SHORT TASK:
Can you recast the records below as a two-column CSV with the headers instruction and points, one row per record, putting each record's text and its answer in a single quoted field with line breaks replaced by spaces? Leave the pictures out.
— start RECORDS PROVIDED —
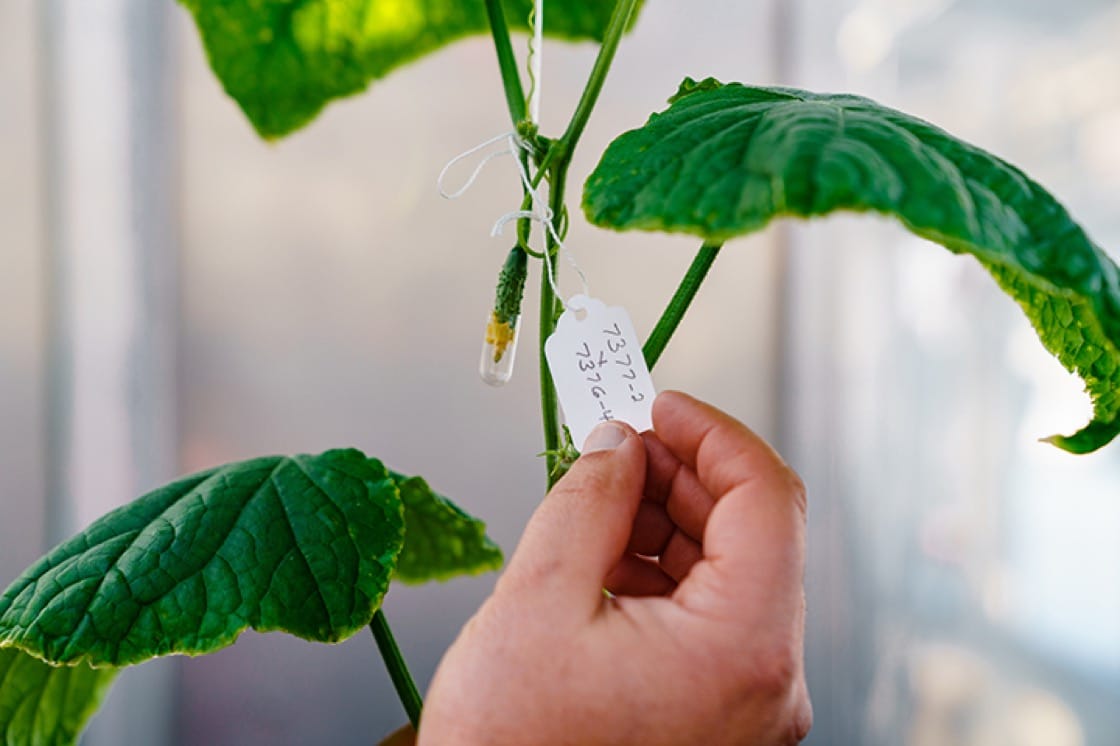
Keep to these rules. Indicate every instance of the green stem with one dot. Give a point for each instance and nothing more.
(554, 164)
(687, 290)
(398, 669)
(506, 62)
(619, 18)
(550, 407)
— end RECORDS PROVIDED —
RESULT FOR THIS TASK:
instruction,points
"Keep to these rules. Indicate every instance of the green stem with one dot. Give a point for each instance and nothing more.","(554, 164) (687, 290) (398, 669) (506, 62) (619, 18) (550, 407)"